**Task objective:** From the line that holds "Flag each bright" down to the last line of the listing below, transcribe exactly and only those lines. Leave pictures out.

**Entries provided:**

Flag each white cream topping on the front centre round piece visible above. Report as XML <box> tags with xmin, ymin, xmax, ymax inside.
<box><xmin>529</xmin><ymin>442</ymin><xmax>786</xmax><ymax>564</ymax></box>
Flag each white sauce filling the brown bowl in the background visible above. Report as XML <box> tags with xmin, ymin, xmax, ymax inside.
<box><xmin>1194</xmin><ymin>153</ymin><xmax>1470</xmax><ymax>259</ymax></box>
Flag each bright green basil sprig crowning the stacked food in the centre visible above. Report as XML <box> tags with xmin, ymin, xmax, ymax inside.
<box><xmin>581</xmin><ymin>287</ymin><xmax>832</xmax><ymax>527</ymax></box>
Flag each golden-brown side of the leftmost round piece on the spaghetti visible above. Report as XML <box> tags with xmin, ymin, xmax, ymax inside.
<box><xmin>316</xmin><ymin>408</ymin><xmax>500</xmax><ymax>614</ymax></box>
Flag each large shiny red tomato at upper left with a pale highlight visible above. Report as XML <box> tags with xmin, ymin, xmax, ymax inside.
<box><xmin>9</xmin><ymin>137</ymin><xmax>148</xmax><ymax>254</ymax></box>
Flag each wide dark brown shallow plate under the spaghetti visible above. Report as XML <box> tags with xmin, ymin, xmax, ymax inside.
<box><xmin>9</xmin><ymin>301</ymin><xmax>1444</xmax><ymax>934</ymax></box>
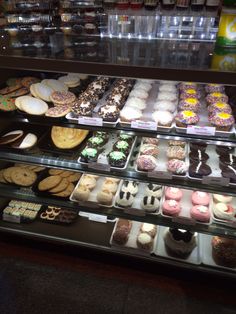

**Finished exercise:**
Flag each bright green basil sprig crowning the stacked food in the centre visible above. Report as XML <box> tags with xmin, ymin, xmax, ymax inside.
<box><xmin>581</xmin><ymin>287</ymin><xmax>832</xmax><ymax>527</ymax></box>
Flag each golden-brown side of the leftmost round piece on the spaghetti visible above. Report as XML <box> tags with xmin, ymin, xmax, ymax inside.
<box><xmin>316</xmin><ymin>408</ymin><xmax>500</xmax><ymax>614</ymax></box>
Flag each large shiny red tomato at upper left with a pale highlight visible above. Report as XML <box> tags with xmin, ymin, xmax, ymax inside.
<box><xmin>9</xmin><ymin>137</ymin><xmax>148</xmax><ymax>254</ymax></box>
Flag each wide dark brown shallow plate under the spaghetti visible above. Report as XML <box> tags with xmin, ymin, xmax, ymax inside.
<box><xmin>9</xmin><ymin>301</ymin><xmax>1444</xmax><ymax>934</ymax></box>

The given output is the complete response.